(Location annotation dataset excerpts)
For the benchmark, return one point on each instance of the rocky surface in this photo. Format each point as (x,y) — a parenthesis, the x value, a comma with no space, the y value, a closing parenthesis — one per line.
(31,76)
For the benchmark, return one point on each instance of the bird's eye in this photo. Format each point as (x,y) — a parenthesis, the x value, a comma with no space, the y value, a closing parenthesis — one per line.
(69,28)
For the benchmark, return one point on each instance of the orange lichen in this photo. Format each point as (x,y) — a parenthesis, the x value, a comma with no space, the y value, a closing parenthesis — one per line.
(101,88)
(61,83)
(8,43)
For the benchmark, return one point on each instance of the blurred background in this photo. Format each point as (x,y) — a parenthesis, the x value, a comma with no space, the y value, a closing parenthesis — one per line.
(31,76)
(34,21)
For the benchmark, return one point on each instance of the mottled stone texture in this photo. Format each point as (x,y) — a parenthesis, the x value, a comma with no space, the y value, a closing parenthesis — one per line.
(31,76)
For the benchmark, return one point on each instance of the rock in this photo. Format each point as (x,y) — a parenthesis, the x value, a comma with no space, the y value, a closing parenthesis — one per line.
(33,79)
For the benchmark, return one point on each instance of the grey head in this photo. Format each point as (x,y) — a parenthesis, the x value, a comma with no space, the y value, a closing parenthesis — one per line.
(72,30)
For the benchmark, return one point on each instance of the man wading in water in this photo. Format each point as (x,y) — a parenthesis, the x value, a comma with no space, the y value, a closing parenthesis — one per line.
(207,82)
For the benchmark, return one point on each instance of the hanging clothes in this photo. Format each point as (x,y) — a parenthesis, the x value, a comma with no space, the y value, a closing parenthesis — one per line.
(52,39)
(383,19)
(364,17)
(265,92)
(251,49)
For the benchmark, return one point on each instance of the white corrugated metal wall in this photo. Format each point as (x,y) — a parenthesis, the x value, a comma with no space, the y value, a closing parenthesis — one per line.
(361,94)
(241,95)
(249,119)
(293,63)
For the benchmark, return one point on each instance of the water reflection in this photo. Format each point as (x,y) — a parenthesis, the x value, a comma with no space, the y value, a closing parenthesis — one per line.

PROMPT: From the preceding material, extract every line exactly.

SOLUTION:
For the benchmark, return one point on each instance of the rocky surface in this photo. Format each point as (x,y) — a parenthesis, the x value, a comma with no space, the y value, a closing parenthesis — one per line.
(31,76)
For the benchmark, return one point on each instance of the bird's eye in this photo. Format each point as (x,y) — a parenthesis, the x value, a comma with no space, the y value, a closing parenthesis — one per line.
(69,28)
For the benchmark, return one point on each instance of the orange lichen in this photo. Format each point as (x,y) — a parenthesis, the x value, a comma with no space, the y value, a closing parenthesis — one per line.
(101,88)
(61,83)
(8,43)
For the benchmark, return one point on each instance of the blurred background in this photo. Format each point as (x,y) — a parenthesis, the x value, a comma with no space, the y value, a closing parenthesis — one per line.
(31,76)
(34,21)
For the benchmark, return one point on each instance of the mottled stone texture in this photo. Format each point as (x,y) — a parenthesis, the x value, a comma with no space, the y value, a closing parenthesis — one per line.
(31,76)
For the benchmark, return one point on each instance of the rock in this photo. Format each point as (x,y) — a parenthesis, the x value, a comma with no space, the y value, a closing parenthesis — one per line.
(33,79)
For the benchmark, return one point on each instance of the grey head in this photo. Format each point as (x,y) — a parenthesis, the x value, a comma with no space, the y value, a closing parenthesis — one per line.
(72,30)
For the benchmark, return one point on each instance of the man wading in water in this photo. Format each point as (x,y) — a parenthesis, the x value, a comma with no space, the y value, a closing parenthesis — one per line.
(207,82)
For the benchmark, return one point on each instance of the hanging clothes in this photo. Format each point as (x,y) — a parenthesis, the x value, a comma with no space, the y value, a closing parenthesis — one per line.
(52,39)
(383,19)
(364,17)
(265,92)
(251,49)
For the benchmark, return one point on each instance of the white corrugated metal wall in this photo. Format each point as (x,y) — a parenthesis, the x value, a comma with no space, the y value, a closing parenthesis — one per line.
(361,94)
(241,95)
(249,119)
(293,63)
For the benchmark, return one point on each instance of the water reflection in this photo. Format each point as (x,y) — a parenthesis, the x value, a comma with no space, the y value, a closing parenthesis — one per line.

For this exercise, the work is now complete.